- [TASK INPUTS]:
########################################
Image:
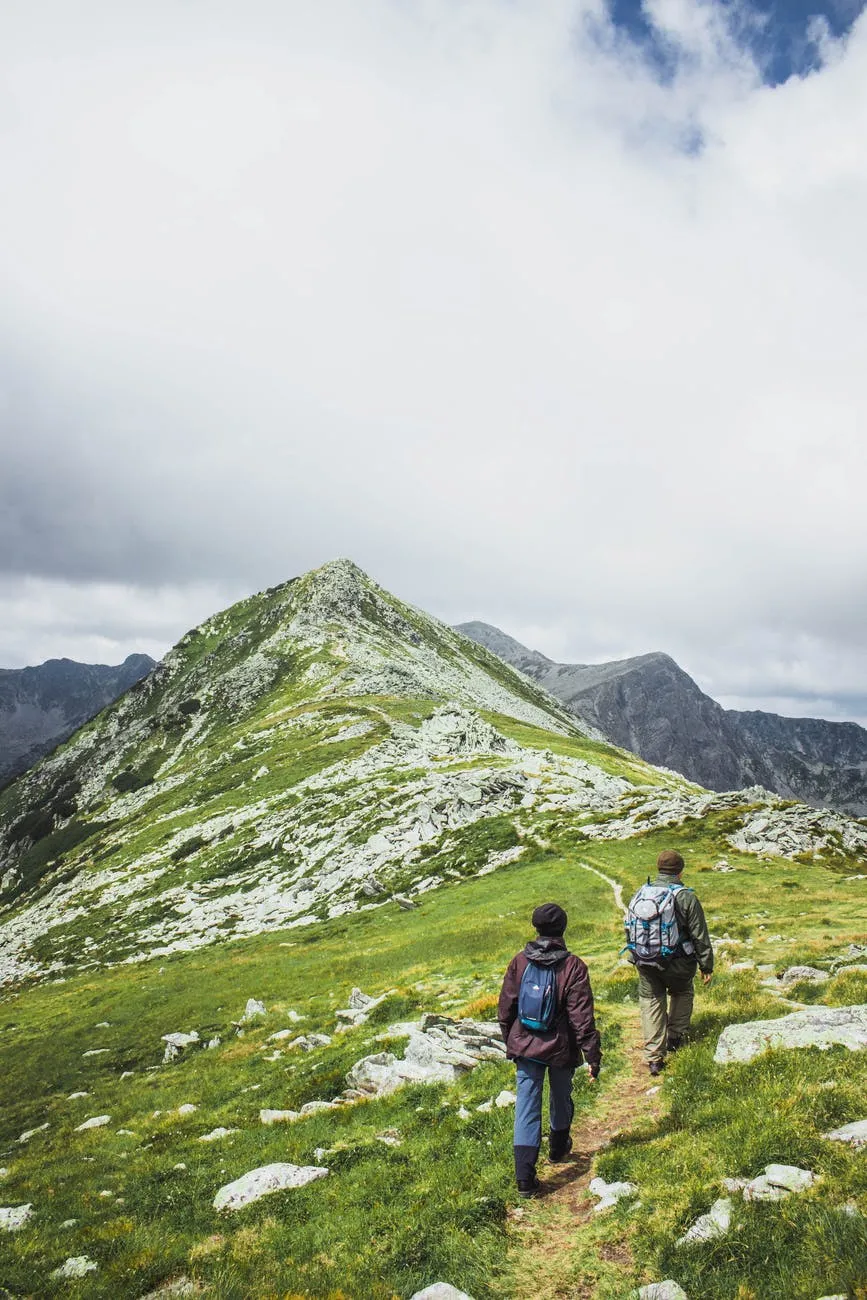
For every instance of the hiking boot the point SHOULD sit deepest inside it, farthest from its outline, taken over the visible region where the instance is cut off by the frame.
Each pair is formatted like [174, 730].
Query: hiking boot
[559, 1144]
########################################
- [GIVEN REQUEST]: Reproduce every line of the rows above without any changes, but leave out the pictures.

- [RESULT FOR THIS TASK]:
Image:
For every instance of the hiking boot the point SHOULD sit deepest inside it, farthest from its outline, taken over the visible region where the instance is cut off by the frame.
Each pair is formatted like [174, 730].
Query: hiking boot
[559, 1144]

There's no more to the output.